Extracted information:
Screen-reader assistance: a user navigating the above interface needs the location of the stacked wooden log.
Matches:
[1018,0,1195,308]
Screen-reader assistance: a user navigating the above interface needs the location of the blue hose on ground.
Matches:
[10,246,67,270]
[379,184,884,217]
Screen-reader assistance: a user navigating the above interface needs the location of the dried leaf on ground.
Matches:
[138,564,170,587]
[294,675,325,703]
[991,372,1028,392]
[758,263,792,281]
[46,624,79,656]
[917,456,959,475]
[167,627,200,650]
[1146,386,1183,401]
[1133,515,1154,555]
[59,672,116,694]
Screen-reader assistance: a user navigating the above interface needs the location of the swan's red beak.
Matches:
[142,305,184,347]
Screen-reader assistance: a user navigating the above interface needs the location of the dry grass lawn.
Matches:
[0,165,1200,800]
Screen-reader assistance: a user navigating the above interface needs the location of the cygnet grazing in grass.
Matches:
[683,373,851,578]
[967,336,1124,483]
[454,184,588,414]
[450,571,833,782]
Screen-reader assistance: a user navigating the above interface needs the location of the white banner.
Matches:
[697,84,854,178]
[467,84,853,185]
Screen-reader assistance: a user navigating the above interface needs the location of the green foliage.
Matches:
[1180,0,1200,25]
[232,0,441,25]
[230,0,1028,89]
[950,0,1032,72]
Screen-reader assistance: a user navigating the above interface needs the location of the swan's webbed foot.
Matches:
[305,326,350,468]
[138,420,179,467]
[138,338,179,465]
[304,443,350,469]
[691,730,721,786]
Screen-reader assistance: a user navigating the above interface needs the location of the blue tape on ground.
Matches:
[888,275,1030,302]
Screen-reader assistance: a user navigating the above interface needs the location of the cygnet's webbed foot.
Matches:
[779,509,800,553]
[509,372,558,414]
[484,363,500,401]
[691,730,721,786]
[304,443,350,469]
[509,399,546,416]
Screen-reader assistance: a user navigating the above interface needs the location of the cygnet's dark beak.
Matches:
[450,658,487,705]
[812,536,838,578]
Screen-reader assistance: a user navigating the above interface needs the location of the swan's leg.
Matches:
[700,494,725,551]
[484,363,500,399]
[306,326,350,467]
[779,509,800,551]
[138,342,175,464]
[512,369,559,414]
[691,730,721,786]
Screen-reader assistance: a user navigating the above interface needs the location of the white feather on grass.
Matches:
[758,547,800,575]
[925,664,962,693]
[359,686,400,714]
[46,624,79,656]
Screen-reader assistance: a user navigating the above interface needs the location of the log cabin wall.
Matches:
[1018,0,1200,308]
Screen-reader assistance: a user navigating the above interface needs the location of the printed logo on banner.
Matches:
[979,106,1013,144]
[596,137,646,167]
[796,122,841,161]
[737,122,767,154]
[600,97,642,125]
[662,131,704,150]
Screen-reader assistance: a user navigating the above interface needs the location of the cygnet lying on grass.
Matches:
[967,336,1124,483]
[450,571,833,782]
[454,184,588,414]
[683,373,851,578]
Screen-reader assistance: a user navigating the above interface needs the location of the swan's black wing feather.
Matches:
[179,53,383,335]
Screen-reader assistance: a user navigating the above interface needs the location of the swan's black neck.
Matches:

Instruction: Reproduce verbatim the lines above, from the line containing "cygnet's webbed foot." up to and including the line containing "[812,536,838,578]".

Task output:
Screen-reader assistance: a user navigating the above interface needs the location of the cygnet's webbed foot.
Matches:
[779,509,800,553]
[509,372,558,414]
[484,363,500,401]
[691,730,721,786]
[304,443,350,469]
[509,399,546,416]
Screen-reader assistance: a user navigating the above interface needs the location of the cygnet's dark beak.
Matches:
[450,658,487,705]
[812,536,838,578]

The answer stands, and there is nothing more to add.